─── Excerpt ───
Join Strategies Across Clouds

HeliosDB optimizes joins across clouds intelligently:

Broadcast Join (Small dimension tables)

-- Join small customer dimension from Azure with large transactions from S3
SELECT
t.transaction_id,
c.customer_name,
t.amount,
c.country
FROM s3://sales/transactions.parquet t
INNER JOIN azure://dimensions/customers.parquet c
ON t.customer_id = c.customer_id
WHERE t.amount > 1000
AND c.country IN ('US', 'CA', 'MX');

The small customer table is fetched entirely and broadcast to all S3 transaction scanners, minimizing network traffic.

Hash Join (Medium datasets)

-- Join similar-sized datasets from different clouds
SELECT
s.session_id,
s.user_id,
g.game_data
FROM s3://gaming/sessions.parquet s
INNER JOIN gcs://gaming/gameplay.parquet g
ON s.session_id = g.session_id
WHERE s.duration > 600;

Both datasets are partitioned on the join key and pairs of partitions are joined locally.

Nested Loop Join (One-off analysis)

-- Small result set from one source joined with another
WITH top_customers AS (
SELECT customer_id
FROM s3://sales/transactions.parquet
GROUP BY customer_id
HAVING COUNT(*) > 100
LIMIT 50
)
SELECT
tc.customer_id,
cl.sentiment_analysis
FROM top_customers tc
CROSS JOIN azure://customer-surveys/feedback.parquet cl
ON tc.customer_id = cl.customer_id;

Performance Characteristics

Federation performance depends on several factors:

Data Format Impact:

  • Parquet: ~50-100MB/sec per scanner (highly optimized with pushdown)
  • ORC: ~40-80MB/sec (compression overhead)
  • CSV: ~10-20MB/sec (no column pruning)
  • JSON: ~5-15MB/sec (parsing overhead)

Network Impact:

  • Intra-cloud (same cloud provider): Minimal latency, 10Gbps+ bandwidth
  • Inter-cloud: 100-500ms latency, bandwidth varies by region
  • Cross-continent: 150-300ms latency, potential for bottleneck

Caching Impact:

  • Cache hit: <1ms response (in-memory)
  • Cache miss with pushdown: 5-30 seconds (depends on data size)
  • Cache miss without pushdown: 30-300 seconds (proportional to data volume)

Filter and Projection Pushdown

How Pushdown Works

Rather than fetching entire files and filtering in-database, filter pushdown pushes predicates to the storage layer:

Without Pushdown:

  1. Fetch entire Parquet file (10TB)
───
→ Work instructions:
[a] Please update the HeliosDB excerpt starting at "Federation performance depends" and ending at "JSON: ~5-15MB/sec (parsing overhead)", replacing every "overhead" with "cost".
[b] Add -20 to every coordinate in the answers of the entries, starting at the line containing "Refer to the image above and pinpoint where the railway" and ending at the last entry. Write out only those lines, requests included.
The HeliosDB excerpt and the entries come from different sources.
─── Provided records ───
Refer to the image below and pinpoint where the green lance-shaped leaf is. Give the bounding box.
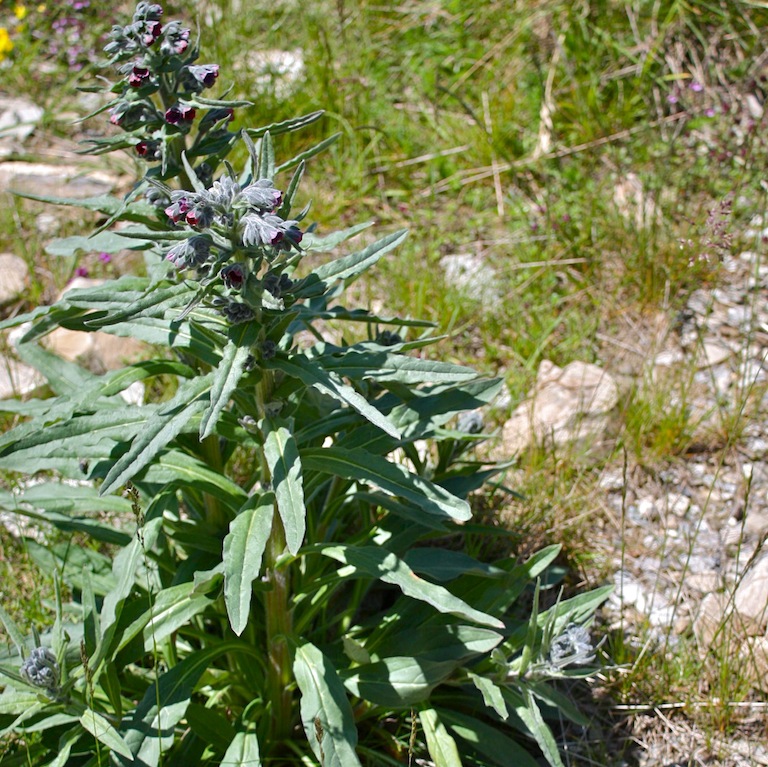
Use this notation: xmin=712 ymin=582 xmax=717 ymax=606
xmin=294 ymin=229 xmax=408 ymax=298
xmin=181 ymin=152 xmax=205 ymax=193
xmin=277 ymin=160 xmax=306 ymax=218
xmin=293 ymin=643 xmax=360 ymax=767
xmin=84 ymin=282 xmax=195 ymax=328
xmin=119 ymin=581 xmax=212 ymax=651
xmin=264 ymin=418 xmax=307 ymax=556
xmin=419 ymin=708 xmax=462 ymax=767
xmin=80 ymin=709 xmax=133 ymax=760
xmin=45 ymin=727 xmax=83 ymax=767
xmin=223 ymin=493 xmax=275 ymax=636
xmin=507 ymin=688 xmax=563 ymax=767
xmin=343 ymin=655 xmax=457 ymax=708
xmin=319 ymin=546 xmax=504 ymax=629
xmin=259 ymin=131 xmax=275 ymax=181
xmin=275 ymin=133 xmax=341 ymax=174
xmin=45 ymin=228 xmax=154 ymax=257
xmin=317 ymin=351 xmax=478 ymax=384
xmin=440 ymin=709 xmax=539 ymax=767
xmin=113 ymin=642 xmax=235 ymax=767
xmin=221 ymin=732 xmax=261 ymax=767
xmin=266 ymin=354 xmax=400 ymax=439
xmin=301 ymin=221 xmax=373 ymax=253
xmin=200 ymin=322 xmax=259 ymax=440
xmin=0 ymin=605 xmax=27 ymax=656
xmin=246 ymin=109 xmax=325 ymax=138
xmin=301 ymin=447 xmax=472 ymax=521
xmin=100 ymin=374 xmax=212 ymax=495
xmin=467 ymin=671 xmax=509 ymax=720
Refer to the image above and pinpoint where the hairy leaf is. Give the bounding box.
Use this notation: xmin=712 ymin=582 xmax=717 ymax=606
xmin=223 ymin=493 xmax=275 ymax=636
xmin=301 ymin=447 xmax=472 ymax=520
xmin=318 ymin=546 xmax=504 ymax=628
xmin=293 ymin=643 xmax=360 ymax=767
xmin=264 ymin=419 xmax=307 ymax=556
xmin=419 ymin=708 xmax=462 ymax=767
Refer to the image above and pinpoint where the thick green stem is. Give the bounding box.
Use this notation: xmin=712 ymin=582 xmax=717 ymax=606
xmin=256 ymin=371 xmax=293 ymax=742
xmin=264 ymin=515 xmax=293 ymax=742
xmin=200 ymin=434 xmax=229 ymax=530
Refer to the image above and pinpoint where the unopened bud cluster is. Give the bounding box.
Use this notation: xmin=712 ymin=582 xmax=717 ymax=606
xmin=102 ymin=2 xmax=233 ymax=171
xmin=165 ymin=168 xmax=302 ymax=324
xmin=20 ymin=647 xmax=61 ymax=696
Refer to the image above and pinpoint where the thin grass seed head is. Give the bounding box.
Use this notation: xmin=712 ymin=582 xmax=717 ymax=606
xmin=549 ymin=623 xmax=595 ymax=670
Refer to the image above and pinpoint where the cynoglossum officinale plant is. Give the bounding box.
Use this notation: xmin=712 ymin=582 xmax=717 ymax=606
xmin=0 ymin=3 xmax=606 ymax=767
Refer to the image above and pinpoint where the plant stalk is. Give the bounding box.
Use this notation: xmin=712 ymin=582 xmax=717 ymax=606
xmin=256 ymin=371 xmax=293 ymax=743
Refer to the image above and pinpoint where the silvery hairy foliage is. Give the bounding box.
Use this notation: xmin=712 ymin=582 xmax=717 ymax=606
xmin=0 ymin=2 xmax=607 ymax=767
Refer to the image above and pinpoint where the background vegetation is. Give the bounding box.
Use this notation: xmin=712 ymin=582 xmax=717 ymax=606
xmin=0 ymin=0 xmax=768 ymax=763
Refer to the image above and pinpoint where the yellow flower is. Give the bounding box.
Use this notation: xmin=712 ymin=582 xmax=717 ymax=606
xmin=0 ymin=27 xmax=13 ymax=61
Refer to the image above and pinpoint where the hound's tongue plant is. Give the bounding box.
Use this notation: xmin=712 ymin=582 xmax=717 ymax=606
xmin=0 ymin=3 xmax=606 ymax=767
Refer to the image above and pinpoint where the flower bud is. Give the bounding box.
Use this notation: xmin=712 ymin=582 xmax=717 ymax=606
xmin=128 ymin=65 xmax=149 ymax=88
xmin=242 ymin=179 xmax=283 ymax=211
xmin=219 ymin=264 xmax=245 ymax=290
xmin=135 ymin=140 xmax=160 ymax=162
xmin=165 ymin=235 xmax=213 ymax=269
xmin=165 ymin=191 xmax=192 ymax=224
xmin=20 ymin=647 xmax=61 ymax=694
xmin=133 ymin=2 xmax=163 ymax=21
xmin=180 ymin=64 xmax=219 ymax=93
xmin=222 ymin=301 xmax=253 ymax=325
xmin=165 ymin=104 xmax=196 ymax=125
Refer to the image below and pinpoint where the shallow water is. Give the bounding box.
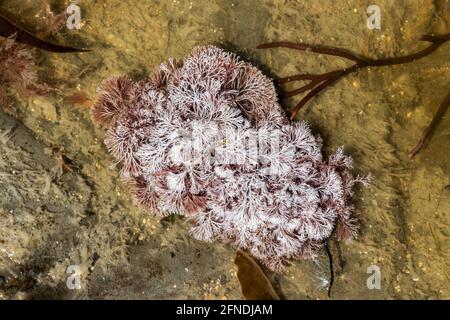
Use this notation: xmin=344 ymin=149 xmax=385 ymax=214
xmin=0 ymin=0 xmax=450 ymax=299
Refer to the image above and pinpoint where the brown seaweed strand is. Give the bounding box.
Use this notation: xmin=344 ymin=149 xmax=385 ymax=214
xmin=257 ymin=33 xmax=450 ymax=120
xmin=410 ymin=91 xmax=450 ymax=159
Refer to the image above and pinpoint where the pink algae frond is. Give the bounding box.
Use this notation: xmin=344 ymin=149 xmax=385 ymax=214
xmin=93 ymin=46 xmax=366 ymax=271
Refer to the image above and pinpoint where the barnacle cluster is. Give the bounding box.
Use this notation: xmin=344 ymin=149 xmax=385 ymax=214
xmin=93 ymin=46 xmax=366 ymax=271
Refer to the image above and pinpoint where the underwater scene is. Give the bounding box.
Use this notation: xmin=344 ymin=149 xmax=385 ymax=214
xmin=0 ymin=0 xmax=450 ymax=302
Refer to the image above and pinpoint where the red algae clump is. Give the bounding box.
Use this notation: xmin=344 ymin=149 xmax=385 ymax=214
xmin=92 ymin=46 xmax=368 ymax=271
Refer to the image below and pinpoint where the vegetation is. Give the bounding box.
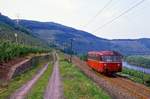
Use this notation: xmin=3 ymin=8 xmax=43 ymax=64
xmin=0 ymin=41 xmax=50 ymax=62
xmin=0 ymin=62 xmax=48 ymax=99
xmin=27 ymin=64 xmax=52 ymax=99
xmin=80 ymin=55 xmax=87 ymax=61
xmin=121 ymin=68 xmax=150 ymax=86
xmin=0 ymin=22 xmax=48 ymax=48
xmin=125 ymin=56 xmax=150 ymax=68
xmin=60 ymin=53 xmax=110 ymax=99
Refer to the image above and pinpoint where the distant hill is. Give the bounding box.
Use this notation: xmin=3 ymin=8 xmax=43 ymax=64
xmin=20 ymin=20 xmax=150 ymax=55
xmin=0 ymin=15 xmax=48 ymax=47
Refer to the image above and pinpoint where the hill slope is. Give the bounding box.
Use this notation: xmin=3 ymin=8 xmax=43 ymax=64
xmin=0 ymin=15 xmax=48 ymax=47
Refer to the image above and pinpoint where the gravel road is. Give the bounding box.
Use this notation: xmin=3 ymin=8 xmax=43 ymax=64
xmin=44 ymin=54 xmax=63 ymax=99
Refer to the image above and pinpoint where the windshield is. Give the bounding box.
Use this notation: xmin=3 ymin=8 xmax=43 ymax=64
xmin=101 ymin=56 xmax=122 ymax=62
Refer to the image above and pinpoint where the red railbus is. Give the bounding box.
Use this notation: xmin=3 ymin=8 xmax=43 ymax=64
xmin=87 ymin=51 xmax=122 ymax=73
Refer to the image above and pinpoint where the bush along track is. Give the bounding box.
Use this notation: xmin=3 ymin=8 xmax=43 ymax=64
xmin=0 ymin=41 xmax=50 ymax=63
xmin=0 ymin=62 xmax=49 ymax=99
xmin=119 ymin=68 xmax=150 ymax=87
xmin=60 ymin=55 xmax=110 ymax=99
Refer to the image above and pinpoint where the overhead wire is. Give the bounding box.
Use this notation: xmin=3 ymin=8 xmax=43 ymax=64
xmin=93 ymin=0 xmax=145 ymax=32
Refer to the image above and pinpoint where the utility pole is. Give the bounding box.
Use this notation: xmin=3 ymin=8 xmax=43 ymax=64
xmin=15 ymin=33 xmax=18 ymax=44
xmin=70 ymin=38 xmax=74 ymax=62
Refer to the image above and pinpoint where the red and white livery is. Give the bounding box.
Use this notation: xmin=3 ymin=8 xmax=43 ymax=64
xmin=87 ymin=51 xmax=122 ymax=73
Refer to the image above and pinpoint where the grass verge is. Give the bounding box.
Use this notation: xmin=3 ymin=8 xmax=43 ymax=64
xmin=0 ymin=62 xmax=45 ymax=99
xmin=60 ymin=55 xmax=110 ymax=99
xmin=27 ymin=64 xmax=53 ymax=99
xmin=120 ymin=68 xmax=150 ymax=87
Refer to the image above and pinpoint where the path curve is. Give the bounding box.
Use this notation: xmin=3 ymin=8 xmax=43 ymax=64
xmin=10 ymin=63 xmax=49 ymax=99
xmin=44 ymin=54 xmax=63 ymax=99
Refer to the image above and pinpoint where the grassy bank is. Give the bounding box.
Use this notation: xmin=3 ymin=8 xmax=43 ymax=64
xmin=125 ymin=55 xmax=150 ymax=68
xmin=0 ymin=41 xmax=50 ymax=63
xmin=120 ymin=68 xmax=150 ymax=86
xmin=27 ymin=64 xmax=53 ymax=99
xmin=0 ymin=62 xmax=48 ymax=99
xmin=60 ymin=54 xmax=110 ymax=99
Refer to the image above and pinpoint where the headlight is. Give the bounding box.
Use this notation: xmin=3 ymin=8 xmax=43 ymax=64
xmin=104 ymin=64 xmax=107 ymax=66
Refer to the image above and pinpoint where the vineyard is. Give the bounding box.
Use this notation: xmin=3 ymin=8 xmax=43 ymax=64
xmin=0 ymin=41 xmax=50 ymax=62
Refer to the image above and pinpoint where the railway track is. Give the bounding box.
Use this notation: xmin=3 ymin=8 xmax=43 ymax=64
xmin=67 ymin=57 xmax=150 ymax=99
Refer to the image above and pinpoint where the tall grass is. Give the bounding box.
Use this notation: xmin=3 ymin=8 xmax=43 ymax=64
xmin=0 ymin=41 xmax=50 ymax=62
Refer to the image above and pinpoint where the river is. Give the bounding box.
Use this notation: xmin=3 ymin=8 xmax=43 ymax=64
xmin=123 ymin=62 xmax=150 ymax=74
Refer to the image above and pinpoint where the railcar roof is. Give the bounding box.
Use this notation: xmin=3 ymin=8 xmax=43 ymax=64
xmin=88 ymin=51 xmax=122 ymax=56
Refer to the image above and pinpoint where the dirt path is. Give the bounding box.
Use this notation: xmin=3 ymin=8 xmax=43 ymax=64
xmin=44 ymin=54 xmax=63 ymax=99
xmin=10 ymin=64 xmax=48 ymax=99
xmin=67 ymin=57 xmax=150 ymax=99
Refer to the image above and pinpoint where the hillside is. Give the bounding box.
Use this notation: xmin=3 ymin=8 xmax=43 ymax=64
xmin=0 ymin=15 xmax=48 ymax=47
xmin=20 ymin=20 xmax=150 ymax=55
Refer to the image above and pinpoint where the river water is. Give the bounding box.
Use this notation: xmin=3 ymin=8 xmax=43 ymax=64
xmin=123 ymin=62 xmax=150 ymax=74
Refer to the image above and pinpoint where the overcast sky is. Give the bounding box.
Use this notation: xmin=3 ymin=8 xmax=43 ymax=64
xmin=0 ymin=0 xmax=150 ymax=39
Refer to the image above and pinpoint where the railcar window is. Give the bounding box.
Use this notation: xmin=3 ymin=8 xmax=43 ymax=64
───
→ Answers for this exercise:
[a]
Federation performance depends on several factors:

Data Format Impact:

  • Parquet: ~50-100MB/sec per scanner (highly optimized with pushdown)
  • ORC: ~40-80MB/sec (compression cost)
  • CSV: ~10-20MB/sec (no column pruning)
  • JSON: ~5-15MB/sec (parsing cost)

[b]
Refer to the image above and pinpoint where the railway track is. Give the bounding box.
Use this notation: xmin=3 ymin=8 xmax=43 ymax=64
xmin=47 ymin=37 xmax=130 ymax=79
Refer to the image above and pinpoint where the tall grass is. Give the bounding box.
Use this notation: xmin=3 ymin=8 xmax=43 ymax=64
xmin=-20 ymin=21 xmax=30 ymax=42
Refer to the image above and pinpoint where the river is. Give the bounding box.
Use this notation: xmin=3 ymin=8 xmax=43 ymax=64
xmin=103 ymin=42 xmax=130 ymax=54
Refer to the image above and pinpoint where the railcar roof is. Give the bounding box.
Use this notation: xmin=3 ymin=8 xmax=43 ymax=64
xmin=68 ymin=31 xmax=102 ymax=36
Refer to the image above and pinpoint where the dirt path is. Give the bounding box.
Use this notation: xmin=3 ymin=8 xmax=43 ymax=64
xmin=24 ymin=34 xmax=43 ymax=79
xmin=-10 ymin=44 xmax=28 ymax=79
xmin=47 ymin=37 xmax=130 ymax=79
Refer to the image above and pinpoint where the hillside is. Give the bounding box.
Use this notation: xmin=3 ymin=8 xmax=43 ymax=64
xmin=-20 ymin=-5 xmax=28 ymax=27
xmin=0 ymin=0 xmax=130 ymax=35
Refer to the image above and pinpoint where the river water is. Give the bounding box.
Use this notation: xmin=3 ymin=8 xmax=43 ymax=64
xmin=103 ymin=42 xmax=130 ymax=54
Refer to the image above and pinpoint where the overcast sky is. Give the bounding box.
Use this notation: xmin=3 ymin=8 xmax=43 ymax=64
xmin=-20 ymin=-20 xmax=130 ymax=19
Refer to the image above and pinpoint where the railcar window is. Give the bounding box.
Use this notation: xmin=3 ymin=8 xmax=43 ymax=64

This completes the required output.